>> start TEXT
Types are hierarchically related to each other. All are subtypes of the `Any` type.

There are two main kinds of types in Julia:

1. Concrete types: familiar types that you can create instances of, like `Int64` or `Float64`.
2. Abstract types: nodes in a type graph that serve to group similar kinds of objects. Abstract types cannot be instantiated and do not have explicitly declared fields. For example, `Integer` or `Number`.

In [None]:
# Define an abstract type
abstract Model

In [None]:
# Define concrete subtypes of that abstract type
type VAR <: Model
    n_lags::Int64
    variables::Vector{Symbol}
    data::Matrix{Float64}
end

In [None]:
# Check subtyping relation
VAR <: Model

In [None]:
# Instances of the VAR type are also instances of the Model type
model = VAR(1, [:gdp, :inflation]
isa(model, Model)

In [None]:
# Why does this throw an error?
>> end TEXT
>> start GIVEN DATA
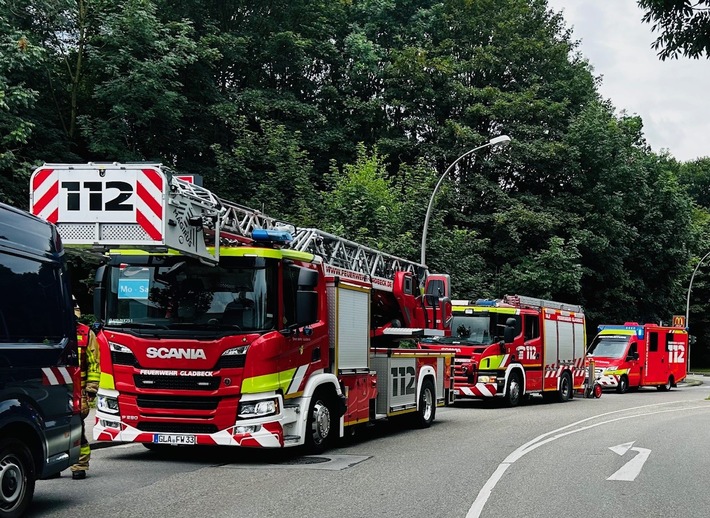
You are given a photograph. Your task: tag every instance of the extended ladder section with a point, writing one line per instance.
>> end GIVEN DATA
* OBJECTIVES
1 – In two sentences, summarize the text on Julia types shown above the material.
2 – Check each statement against the text on Julia types, answering yes or no and quoting the words that decide it: (a) Abstract types can be instantiated. (b) `Float64` is given as an example of a concrete type. (c) The `VAR` type has a field named `data`.
3 – Continue the text on Julia types, starting right after its last line.

* RESULTS OF THE TASKS
1 – Julia types form a hierarchy in which every type is a subtype of `Any`, and they fall into concrete types, which can be instantiated, and abstract types, which group similar objects, cannot be instantiated and have no explicitly declared fields. The text then defines an abstract type `Model` and a concrete subtype `VAR`, checks the subtyping relation, and states that instances of `VAR` are also instances of `Model`.

2 –
(a) No: "Abstract types cannot be instantiated"
(b) Yes: "like `Int64` or `Float64`"
(c) Yes: "data::Matrix{Float64}"

3 –
3 <: Number

### Parameterized Types

**Parameterized types** are data types that are defined to handle values identically regardless of the type of those values.

Arrays are a familiar example. An `Array{T,1}` is a one-dimensional array filled with objects of any type `T` (e.g. `Float64`, `String`).

In [None]:
# Defining a parametric point
type Duple{T} # T is a parameter to the type Duple
    x::T
    y::T
end

This single declaration defines an unlimited number of new types: `Duple{String}`, `Duple{Float64}`, etc. are all immediately usable.

In [None]:
Duple(3, -15)

In [None]:
Duple("Broadway", "42nd St")

In [None]:
# What happens here?
Duple(1.5, 3)

We can also restrict the type parameter `T`:

In [None]:
# T can be any subtype of Number, but nothing else
type PlanarCoordinate{T<:Number}
    x::T
    y::T
end

In [None]:
PlanarCoordinate("4th Ave", "14th St")

### Why Use Types?

You can write all your code without thinking about types at all. If you do this, however, you’ll be missing out on some of the biggest benefits of using Julia.

If you understand types, you can:

- Write faster code
- Write expressive, clear, and well-structured programs (keep this in mind when we talk about functions)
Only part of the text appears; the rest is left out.